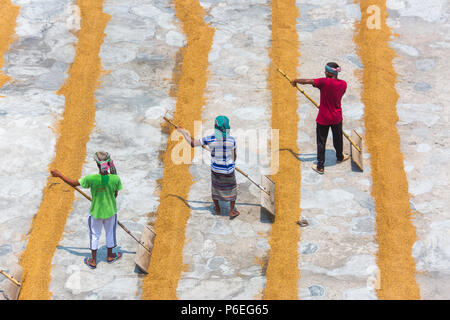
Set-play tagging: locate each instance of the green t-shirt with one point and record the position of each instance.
(103, 189)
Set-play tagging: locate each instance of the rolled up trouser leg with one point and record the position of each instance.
(321, 140)
(110, 229)
(95, 230)
(338, 142)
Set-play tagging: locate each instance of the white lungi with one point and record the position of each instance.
(95, 230)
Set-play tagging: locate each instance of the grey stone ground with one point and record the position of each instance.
(424, 132)
(224, 255)
(37, 62)
(337, 251)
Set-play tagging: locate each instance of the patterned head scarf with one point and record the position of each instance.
(333, 68)
(105, 162)
(221, 127)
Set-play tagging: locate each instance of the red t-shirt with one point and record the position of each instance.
(331, 92)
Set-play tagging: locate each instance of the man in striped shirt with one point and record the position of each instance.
(223, 157)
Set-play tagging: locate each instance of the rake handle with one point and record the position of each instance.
(118, 222)
(237, 169)
(317, 106)
(11, 278)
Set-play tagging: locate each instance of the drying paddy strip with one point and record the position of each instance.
(167, 258)
(36, 63)
(337, 250)
(395, 231)
(226, 258)
(138, 52)
(282, 272)
(73, 134)
(8, 17)
(424, 129)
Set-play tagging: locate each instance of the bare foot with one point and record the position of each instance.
(234, 213)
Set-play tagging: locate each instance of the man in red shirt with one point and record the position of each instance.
(330, 113)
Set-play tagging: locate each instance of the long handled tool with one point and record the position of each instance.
(356, 146)
(144, 251)
(12, 290)
(267, 185)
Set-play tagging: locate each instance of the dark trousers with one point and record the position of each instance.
(322, 134)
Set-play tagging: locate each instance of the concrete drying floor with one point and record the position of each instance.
(342, 254)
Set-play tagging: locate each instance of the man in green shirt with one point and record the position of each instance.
(103, 212)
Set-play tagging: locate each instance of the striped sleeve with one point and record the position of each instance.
(207, 140)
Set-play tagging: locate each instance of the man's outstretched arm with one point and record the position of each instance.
(302, 81)
(57, 174)
(187, 136)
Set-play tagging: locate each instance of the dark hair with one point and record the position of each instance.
(333, 65)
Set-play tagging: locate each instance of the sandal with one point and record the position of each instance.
(234, 214)
(86, 262)
(117, 256)
(303, 223)
(345, 158)
(319, 171)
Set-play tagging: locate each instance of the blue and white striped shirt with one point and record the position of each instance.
(222, 155)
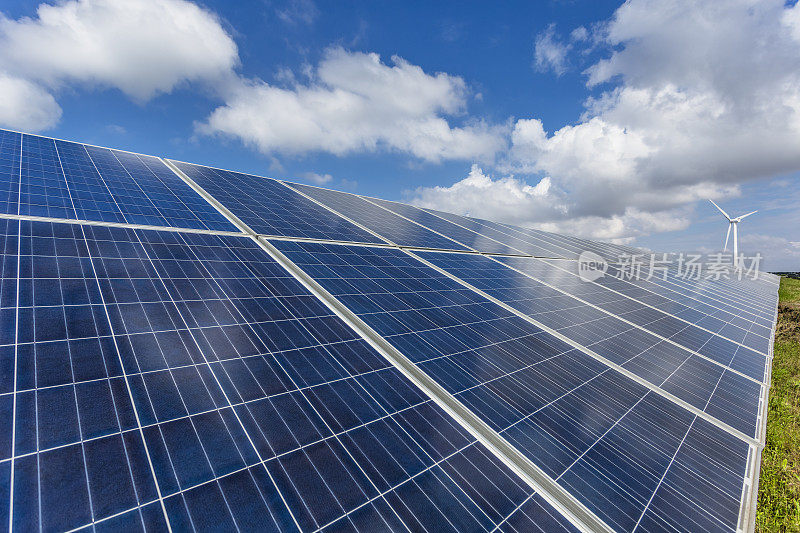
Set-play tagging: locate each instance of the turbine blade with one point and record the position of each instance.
(720, 209)
(727, 236)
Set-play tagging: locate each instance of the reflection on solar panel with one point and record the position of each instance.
(395, 228)
(190, 348)
(271, 208)
(73, 181)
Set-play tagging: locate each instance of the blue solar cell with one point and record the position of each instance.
(594, 431)
(383, 222)
(43, 191)
(61, 179)
(691, 378)
(10, 148)
(270, 208)
(190, 373)
(467, 237)
(621, 304)
(705, 296)
(502, 234)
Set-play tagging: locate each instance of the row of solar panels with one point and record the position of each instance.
(186, 376)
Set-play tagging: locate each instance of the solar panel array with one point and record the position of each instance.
(190, 348)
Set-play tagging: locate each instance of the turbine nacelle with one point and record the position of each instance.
(732, 223)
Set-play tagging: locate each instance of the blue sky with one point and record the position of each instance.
(604, 119)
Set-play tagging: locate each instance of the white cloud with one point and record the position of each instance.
(551, 54)
(25, 105)
(316, 179)
(356, 103)
(298, 12)
(513, 200)
(141, 47)
(779, 253)
(695, 99)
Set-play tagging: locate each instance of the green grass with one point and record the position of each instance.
(779, 484)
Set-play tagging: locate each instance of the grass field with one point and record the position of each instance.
(779, 485)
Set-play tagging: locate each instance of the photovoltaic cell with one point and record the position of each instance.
(718, 293)
(383, 222)
(10, 147)
(502, 234)
(187, 377)
(270, 208)
(60, 179)
(713, 388)
(606, 439)
(695, 314)
(689, 335)
(468, 238)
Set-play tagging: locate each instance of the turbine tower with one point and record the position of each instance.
(732, 223)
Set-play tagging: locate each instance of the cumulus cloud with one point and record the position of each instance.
(140, 47)
(691, 100)
(298, 12)
(513, 200)
(779, 253)
(316, 179)
(25, 105)
(354, 102)
(550, 53)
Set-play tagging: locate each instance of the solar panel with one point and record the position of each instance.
(717, 386)
(65, 180)
(327, 377)
(382, 221)
(713, 339)
(499, 233)
(467, 237)
(580, 422)
(268, 207)
(741, 327)
(187, 377)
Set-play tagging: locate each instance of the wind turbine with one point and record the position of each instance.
(733, 223)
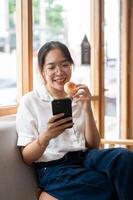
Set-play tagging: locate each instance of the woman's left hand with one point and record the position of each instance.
(83, 95)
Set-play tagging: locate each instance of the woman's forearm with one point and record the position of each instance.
(33, 151)
(91, 132)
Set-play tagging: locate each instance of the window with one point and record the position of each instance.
(8, 76)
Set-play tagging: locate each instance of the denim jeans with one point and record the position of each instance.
(91, 175)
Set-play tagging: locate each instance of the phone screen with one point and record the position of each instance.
(62, 106)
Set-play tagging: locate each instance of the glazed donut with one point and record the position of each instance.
(70, 88)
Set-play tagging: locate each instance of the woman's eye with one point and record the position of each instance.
(51, 68)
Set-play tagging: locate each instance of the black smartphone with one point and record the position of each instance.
(63, 105)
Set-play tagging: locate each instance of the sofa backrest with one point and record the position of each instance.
(17, 180)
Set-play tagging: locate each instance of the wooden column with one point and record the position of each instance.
(97, 62)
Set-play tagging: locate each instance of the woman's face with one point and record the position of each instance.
(56, 70)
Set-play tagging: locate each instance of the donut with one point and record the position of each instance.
(70, 88)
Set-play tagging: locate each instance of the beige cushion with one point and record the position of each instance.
(17, 180)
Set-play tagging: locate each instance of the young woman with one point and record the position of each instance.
(67, 161)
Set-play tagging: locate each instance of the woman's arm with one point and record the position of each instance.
(34, 150)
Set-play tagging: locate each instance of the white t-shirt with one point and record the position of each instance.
(32, 116)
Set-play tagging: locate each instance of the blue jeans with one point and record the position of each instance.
(91, 175)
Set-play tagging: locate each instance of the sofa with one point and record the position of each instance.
(17, 180)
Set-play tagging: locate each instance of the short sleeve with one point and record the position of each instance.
(24, 122)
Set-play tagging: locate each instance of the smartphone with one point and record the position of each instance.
(62, 106)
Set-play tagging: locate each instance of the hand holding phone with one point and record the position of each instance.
(62, 106)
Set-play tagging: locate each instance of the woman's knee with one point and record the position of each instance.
(46, 196)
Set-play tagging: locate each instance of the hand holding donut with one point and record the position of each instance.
(79, 92)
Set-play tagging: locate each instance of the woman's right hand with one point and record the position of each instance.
(56, 126)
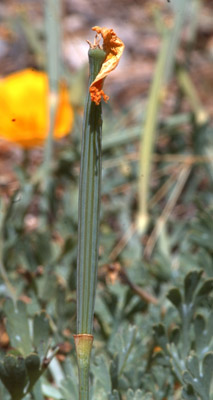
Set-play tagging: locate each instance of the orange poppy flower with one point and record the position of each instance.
(24, 111)
(113, 46)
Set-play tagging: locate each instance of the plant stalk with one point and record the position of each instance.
(88, 228)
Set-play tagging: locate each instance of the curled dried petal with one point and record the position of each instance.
(113, 46)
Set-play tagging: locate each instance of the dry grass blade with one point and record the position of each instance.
(184, 174)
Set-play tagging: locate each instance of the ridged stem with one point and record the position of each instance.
(88, 228)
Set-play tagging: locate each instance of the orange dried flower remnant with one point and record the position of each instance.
(24, 113)
(113, 46)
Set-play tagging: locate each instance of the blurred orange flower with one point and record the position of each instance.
(114, 47)
(24, 111)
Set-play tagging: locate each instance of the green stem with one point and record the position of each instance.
(88, 229)
(52, 23)
(89, 204)
(148, 136)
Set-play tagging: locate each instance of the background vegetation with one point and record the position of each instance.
(153, 314)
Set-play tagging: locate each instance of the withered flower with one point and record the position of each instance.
(113, 46)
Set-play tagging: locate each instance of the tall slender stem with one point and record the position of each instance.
(88, 230)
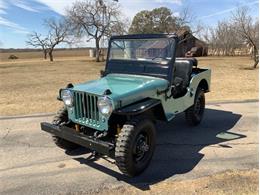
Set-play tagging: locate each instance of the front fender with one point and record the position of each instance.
(138, 107)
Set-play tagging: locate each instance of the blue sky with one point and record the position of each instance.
(20, 17)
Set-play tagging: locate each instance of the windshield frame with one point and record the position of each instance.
(169, 66)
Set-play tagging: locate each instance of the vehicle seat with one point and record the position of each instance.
(181, 75)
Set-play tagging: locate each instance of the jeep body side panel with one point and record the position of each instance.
(173, 106)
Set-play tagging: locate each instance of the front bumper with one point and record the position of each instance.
(71, 135)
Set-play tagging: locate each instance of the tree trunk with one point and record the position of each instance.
(50, 55)
(97, 50)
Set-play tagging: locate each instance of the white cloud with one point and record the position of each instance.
(24, 5)
(58, 6)
(129, 7)
(3, 6)
(12, 25)
(178, 2)
(227, 10)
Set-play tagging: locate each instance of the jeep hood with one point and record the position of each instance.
(124, 87)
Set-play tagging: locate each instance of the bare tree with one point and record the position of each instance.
(96, 19)
(58, 33)
(248, 30)
(36, 41)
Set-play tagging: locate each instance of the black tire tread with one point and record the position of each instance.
(189, 113)
(123, 146)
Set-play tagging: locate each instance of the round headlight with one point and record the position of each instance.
(67, 97)
(105, 106)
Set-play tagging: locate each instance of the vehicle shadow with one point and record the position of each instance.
(178, 147)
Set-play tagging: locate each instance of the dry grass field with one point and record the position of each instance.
(30, 85)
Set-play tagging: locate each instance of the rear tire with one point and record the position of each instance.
(135, 146)
(194, 114)
(61, 118)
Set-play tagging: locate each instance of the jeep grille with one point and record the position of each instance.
(86, 110)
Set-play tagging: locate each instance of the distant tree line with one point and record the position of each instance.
(98, 20)
(94, 19)
(240, 31)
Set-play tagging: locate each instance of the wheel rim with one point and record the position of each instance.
(141, 147)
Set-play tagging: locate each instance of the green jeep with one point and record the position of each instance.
(143, 82)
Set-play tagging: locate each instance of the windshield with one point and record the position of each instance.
(156, 50)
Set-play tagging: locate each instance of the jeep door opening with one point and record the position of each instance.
(115, 115)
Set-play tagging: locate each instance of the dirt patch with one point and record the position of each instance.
(231, 182)
(30, 86)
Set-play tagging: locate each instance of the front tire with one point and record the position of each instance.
(61, 118)
(135, 146)
(194, 114)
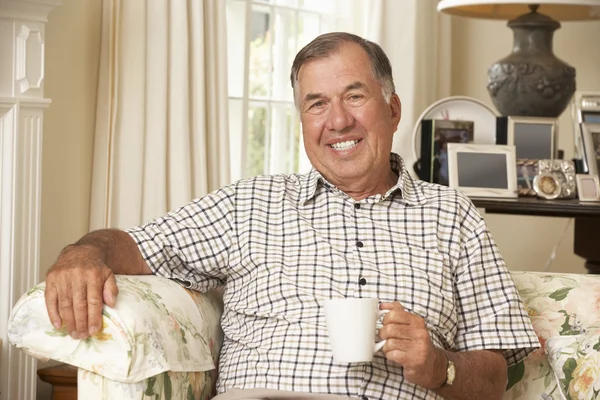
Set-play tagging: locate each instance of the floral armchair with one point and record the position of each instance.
(161, 341)
(565, 312)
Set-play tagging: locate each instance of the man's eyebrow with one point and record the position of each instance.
(352, 86)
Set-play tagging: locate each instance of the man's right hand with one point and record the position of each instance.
(77, 286)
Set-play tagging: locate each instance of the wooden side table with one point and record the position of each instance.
(63, 379)
(586, 215)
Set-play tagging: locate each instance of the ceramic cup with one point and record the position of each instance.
(351, 324)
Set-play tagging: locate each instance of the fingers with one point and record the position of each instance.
(76, 289)
(80, 310)
(110, 291)
(65, 306)
(94, 307)
(51, 297)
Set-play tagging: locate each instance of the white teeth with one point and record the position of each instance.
(345, 145)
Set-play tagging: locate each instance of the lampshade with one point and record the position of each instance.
(531, 81)
(559, 10)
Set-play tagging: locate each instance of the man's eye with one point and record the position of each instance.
(356, 99)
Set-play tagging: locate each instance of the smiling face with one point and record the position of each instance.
(347, 124)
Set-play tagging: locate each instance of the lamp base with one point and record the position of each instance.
(532, 81)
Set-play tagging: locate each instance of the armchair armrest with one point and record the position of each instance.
(155, 326)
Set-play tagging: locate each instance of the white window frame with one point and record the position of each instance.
(279, 149)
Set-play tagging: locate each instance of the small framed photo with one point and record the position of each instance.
(435, 136)
(591, 145)
(483, 170)
(588, 187)
(526, 172)
(533, 137)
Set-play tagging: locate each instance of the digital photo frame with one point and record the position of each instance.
(435, 135)
(588, 187)
(483, 170)
(590, 135)
(533, 137)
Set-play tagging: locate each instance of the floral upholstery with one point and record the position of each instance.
(159, 339)
(561, 306)
(575, 361)
(564, 310)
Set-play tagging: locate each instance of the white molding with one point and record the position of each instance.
(20, 186)
(29, 58)
(22, 24)
(31, 10)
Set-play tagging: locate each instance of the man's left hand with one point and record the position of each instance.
(409, 344)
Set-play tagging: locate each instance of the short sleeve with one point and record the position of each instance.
(491, 315)
(191, 244)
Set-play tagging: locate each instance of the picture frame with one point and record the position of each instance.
(435, 134)
(526, 172)
(533, 137)
(483, 170)
(590, 134)
(588, 187)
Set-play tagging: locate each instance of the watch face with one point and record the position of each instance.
(450, 373)
(546, 186)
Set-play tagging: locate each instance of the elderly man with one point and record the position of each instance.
(356, 225)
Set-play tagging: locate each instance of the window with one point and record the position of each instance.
(263, 38)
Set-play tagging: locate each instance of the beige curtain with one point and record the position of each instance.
(161, 124)
(417, 39)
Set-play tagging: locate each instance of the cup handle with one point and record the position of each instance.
(379, 345)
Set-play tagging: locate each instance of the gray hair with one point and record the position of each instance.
(326, 44)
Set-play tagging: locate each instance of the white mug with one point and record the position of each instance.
(351, 323)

-------

*WORK TO BE COMPLETED*. Print exactly the lines from the one with "Set-play tagging: locate each instance of the white molding" through the end of the data, inclusive.

*EXERCISE ANSWER*.
Set-play tagging: locate each instance of the white molding with one point and record the position of each instance.
(20, 186)
(29, 58)
(22, 24)
(31, 10)
Set-play tagging: locate each instance of the man's left hand with one point and record the position of each instance.
(409, 344)
Set-play tagging: locate each instance of the short sleeve with one point and record the position of each instance.
(491, 315)
(191, 244)
Set-play tagging: locate each instance of the picture frame with one point and record the position of each instance.
(435, 134)
(526, 172)
(533, 137)
(483, 170)
(590, 134)
(588, 187)
Set-play tagging: locate each instance of the watch face with one point and record the position of each instance.
(450, 373)
(546, 186)
Set-play tagging: locate each instance of the elderly man with one point and record the position of each instance.
(356, 225)
Set-play tagging: locate each instance of the window with one point and record the position of each instance.
(263, 38)
Set-play tagging: locate each instance of the beige curtain with one point and record the position of each instance.
(161, 124)
(417, 39)
Set-play tagging: locate each instance of the cup handle with one point and record the position of each instance.
(379, 345)
Set-play tagging: locate each instance of the gray hair with one point and record the position of each instance.
(326, 44)
Set-play tagging: locate each instance of the white mug with one point and record the position of each instance.
(351, 323)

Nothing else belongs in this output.